Mappings

Tue Jul 21 17:29:23 CEST 2009

--On Tuesday, 21 July, 2009 10:00 +1000 Chris Wright
<chris at ausregistry.com.au> wrote:

>... 
>> Now, what goes on between the registrar and the user to
>> identify the relevant U-label is, well, between the registrar
>> and the user.  My personal recommendation is that registrars
>> stay as close to expecting U-labels from users as possible,
>...
> I 100% agree and understand that the 'real' label is the
> U-label that has a 1-1 corresponding relationship with an
> A-label, registries should only deal with U-labels/A-labels
> and the rationale for all of that makes sense.
> 
> So I guess what you are saying is that by stating that
> registries should only accept Labels in NFC form with protocol
> valid code points (PVALID or CONTEXTx) you are implicitly
> saying that someone (probably registrars) SHOULD apply NFC to
> any string before sending it to the registry, and then by
> virtue of the fact that all uppercase code points are not
> protocol valid, you are implying that 'someone' SHOULD
> lowercase / case fold names before sending them through, and
> then further implying that because all of this is done on
> registration, application developers SHOULD do the same thing
> before looking up names?

No.  We have a slightly different model here.  First of all, I
believe that the question of how to balance letting the users
know what is actually happening and trying to keep them
relatively close to it versus trying to do a lot with smoke and
mirrors to yield a better and more convenient experience is a
very complex one, involving equally complex tradeoffs.  The
observation that domain names are used as identifiers, or parts
of identifiers, further complicates the tradeoffs, especially
when (as is the case here), different types of systems are going
to try to compare those identifiers in different ways, sometimes
following whatever standards are applicable.  So we have URIs
compared by string matching with rules in some places that, if a
string match doesn't work, the URIs are different.  We have
domain names compared by string matching, by comparing query
results, by resolving aliases and then doing string matching, by
noticing that part of the string is an IDN and comparing ACE
forms (as IDNA2003 requires but IDNA-unaware applications may
not know about),and possibly in other ways, most of them varied
by the observation that "string comparison" is conditioned by
the "case-insensitive matching that assumes ASCII if the high
bit in an octet isn't set" rule that seems very odd if stated
that way.

What is required:
According to the Mappings thread, what does IDNA2003 require when part of a domain name string is noticed to be an IDN? The listing after this has nothing to do with the work here.

Provided information:
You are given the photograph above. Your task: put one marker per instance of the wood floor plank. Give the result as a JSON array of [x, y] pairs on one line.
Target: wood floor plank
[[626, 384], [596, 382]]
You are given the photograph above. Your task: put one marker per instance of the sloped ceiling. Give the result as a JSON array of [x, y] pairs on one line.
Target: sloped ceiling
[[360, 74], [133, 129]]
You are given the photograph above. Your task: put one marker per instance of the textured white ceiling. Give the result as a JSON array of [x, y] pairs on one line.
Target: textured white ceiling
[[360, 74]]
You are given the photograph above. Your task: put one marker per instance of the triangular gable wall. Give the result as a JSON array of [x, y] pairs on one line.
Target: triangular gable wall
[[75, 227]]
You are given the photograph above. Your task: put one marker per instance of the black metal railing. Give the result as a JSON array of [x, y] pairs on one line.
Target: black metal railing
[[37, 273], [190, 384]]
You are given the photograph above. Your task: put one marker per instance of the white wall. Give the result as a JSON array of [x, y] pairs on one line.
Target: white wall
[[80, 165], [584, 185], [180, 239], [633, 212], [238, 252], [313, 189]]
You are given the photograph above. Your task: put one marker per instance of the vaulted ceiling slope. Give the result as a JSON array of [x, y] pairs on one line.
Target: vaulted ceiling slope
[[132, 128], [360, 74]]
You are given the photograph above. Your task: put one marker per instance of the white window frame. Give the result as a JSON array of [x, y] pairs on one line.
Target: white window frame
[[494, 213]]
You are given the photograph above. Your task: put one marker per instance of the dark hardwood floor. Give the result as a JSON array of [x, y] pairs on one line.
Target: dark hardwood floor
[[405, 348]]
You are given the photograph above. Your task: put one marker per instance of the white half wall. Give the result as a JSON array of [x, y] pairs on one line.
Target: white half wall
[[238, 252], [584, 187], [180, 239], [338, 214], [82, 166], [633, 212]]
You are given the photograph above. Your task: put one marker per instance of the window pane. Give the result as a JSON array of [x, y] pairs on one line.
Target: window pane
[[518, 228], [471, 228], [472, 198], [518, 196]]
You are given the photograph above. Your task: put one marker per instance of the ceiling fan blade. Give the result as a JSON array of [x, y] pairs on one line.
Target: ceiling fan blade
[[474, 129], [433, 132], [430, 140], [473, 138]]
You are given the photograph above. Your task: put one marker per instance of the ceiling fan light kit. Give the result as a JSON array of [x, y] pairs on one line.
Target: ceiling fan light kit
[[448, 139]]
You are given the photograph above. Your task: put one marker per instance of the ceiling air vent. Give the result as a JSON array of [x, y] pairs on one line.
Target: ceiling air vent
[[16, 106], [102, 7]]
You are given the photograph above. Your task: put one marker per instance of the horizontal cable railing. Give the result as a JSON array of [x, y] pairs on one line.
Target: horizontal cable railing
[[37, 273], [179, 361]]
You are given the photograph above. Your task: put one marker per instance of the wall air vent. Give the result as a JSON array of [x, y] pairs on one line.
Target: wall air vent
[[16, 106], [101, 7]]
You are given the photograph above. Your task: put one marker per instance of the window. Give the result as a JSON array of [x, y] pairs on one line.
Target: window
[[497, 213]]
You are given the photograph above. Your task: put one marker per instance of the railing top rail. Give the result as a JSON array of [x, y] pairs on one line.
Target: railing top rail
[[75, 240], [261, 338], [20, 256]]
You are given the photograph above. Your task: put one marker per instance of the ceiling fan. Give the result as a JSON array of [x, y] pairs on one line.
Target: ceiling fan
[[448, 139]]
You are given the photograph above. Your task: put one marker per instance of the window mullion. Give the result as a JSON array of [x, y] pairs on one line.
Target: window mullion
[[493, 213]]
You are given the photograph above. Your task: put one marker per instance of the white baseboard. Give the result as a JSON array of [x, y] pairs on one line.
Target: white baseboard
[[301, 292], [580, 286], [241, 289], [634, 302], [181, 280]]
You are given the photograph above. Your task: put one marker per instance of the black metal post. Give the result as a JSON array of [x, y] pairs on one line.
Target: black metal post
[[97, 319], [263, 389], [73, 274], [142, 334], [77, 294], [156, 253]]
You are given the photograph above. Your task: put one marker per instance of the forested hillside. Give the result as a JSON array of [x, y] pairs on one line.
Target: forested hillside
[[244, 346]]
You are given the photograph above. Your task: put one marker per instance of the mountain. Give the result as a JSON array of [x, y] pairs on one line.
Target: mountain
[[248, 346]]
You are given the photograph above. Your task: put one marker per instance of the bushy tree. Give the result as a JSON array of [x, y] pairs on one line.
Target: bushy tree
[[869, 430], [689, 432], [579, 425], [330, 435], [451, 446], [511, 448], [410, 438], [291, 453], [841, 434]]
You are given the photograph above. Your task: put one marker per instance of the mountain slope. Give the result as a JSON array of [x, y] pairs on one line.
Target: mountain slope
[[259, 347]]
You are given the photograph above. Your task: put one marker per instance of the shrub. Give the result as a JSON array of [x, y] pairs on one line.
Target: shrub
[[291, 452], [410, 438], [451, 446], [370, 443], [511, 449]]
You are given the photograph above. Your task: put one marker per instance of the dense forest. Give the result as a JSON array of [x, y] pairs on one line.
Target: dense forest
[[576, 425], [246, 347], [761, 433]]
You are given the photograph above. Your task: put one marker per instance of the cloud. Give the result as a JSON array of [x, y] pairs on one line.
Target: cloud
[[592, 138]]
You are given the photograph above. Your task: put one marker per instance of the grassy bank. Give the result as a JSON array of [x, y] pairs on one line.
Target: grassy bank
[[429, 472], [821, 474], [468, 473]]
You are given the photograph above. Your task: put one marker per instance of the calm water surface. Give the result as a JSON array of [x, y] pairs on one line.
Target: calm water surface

Solution for this exercise:
Comparing the ACE forms.